- _Instructions to follow_
Reproduce the records beginning with the line containing "Objective — for every instance of the mossy" and continuing through the line containing "Objective — for every instance of the forest", with "Objective" changed to "Goal" and nothing else altered. Omit the pictures.

Start Data for processing

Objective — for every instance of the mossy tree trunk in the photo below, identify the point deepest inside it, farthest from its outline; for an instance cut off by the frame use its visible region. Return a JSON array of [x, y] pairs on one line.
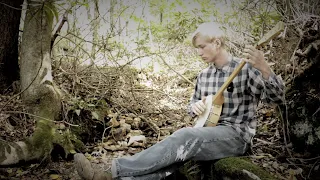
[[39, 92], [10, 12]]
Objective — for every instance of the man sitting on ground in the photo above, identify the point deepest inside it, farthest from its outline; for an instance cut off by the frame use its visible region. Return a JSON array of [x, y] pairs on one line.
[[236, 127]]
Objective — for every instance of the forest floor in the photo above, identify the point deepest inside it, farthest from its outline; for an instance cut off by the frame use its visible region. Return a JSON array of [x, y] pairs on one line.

End Data for processing
Start Data for processing

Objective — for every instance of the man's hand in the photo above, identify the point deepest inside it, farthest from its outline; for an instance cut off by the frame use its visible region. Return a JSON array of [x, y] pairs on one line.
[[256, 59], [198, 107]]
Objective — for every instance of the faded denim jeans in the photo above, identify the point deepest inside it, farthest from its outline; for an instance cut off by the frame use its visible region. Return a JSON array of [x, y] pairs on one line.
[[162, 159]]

End Data for processing
Start Data for processing

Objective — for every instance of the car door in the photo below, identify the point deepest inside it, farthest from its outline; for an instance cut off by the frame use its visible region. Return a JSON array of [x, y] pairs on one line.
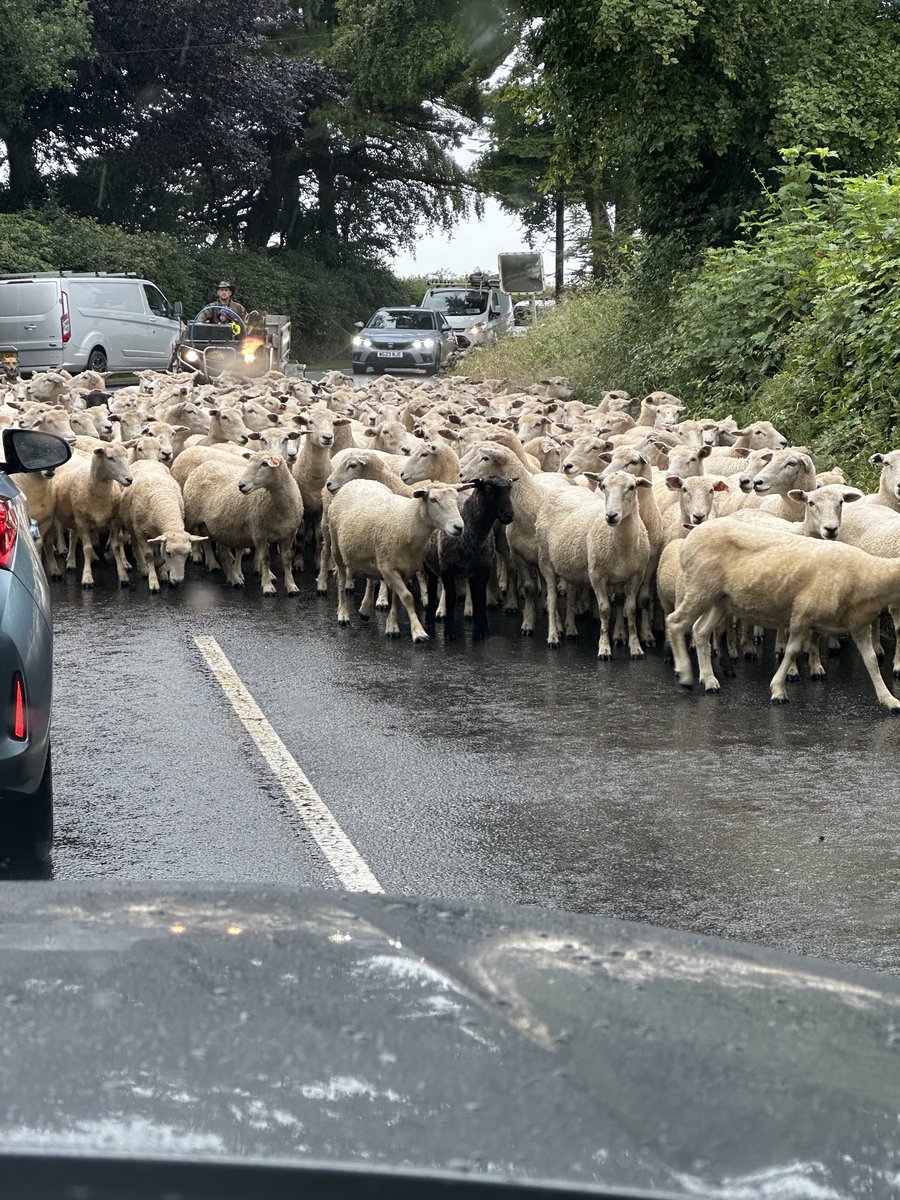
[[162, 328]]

End Data for processing

- _Result of this task_
Goal — for every instance of the mossy tree trunk in the photo below, identify the point deepest inside it, farthest from its outline; for an instance cut off by the frame use its visible region. Return a JSON array of [x, y] pairs on one line.
[[39, 92], [10, 12]]
Goal — for every instance of the man sitting on ground in the photo above, identify the point deepest inside it, farthest from its outline; for an instance cut off by the frame use its visible region. Return a JSON array of [x, y] pairs on one line.
[[236, 127]]
Goal — for every instance of the forest floor in the photo above, identify the point deepest inside it, farthest from its outline; for an instance cut off by the frame use its visible region. Return a JSON array of [x, y] pairs on one line.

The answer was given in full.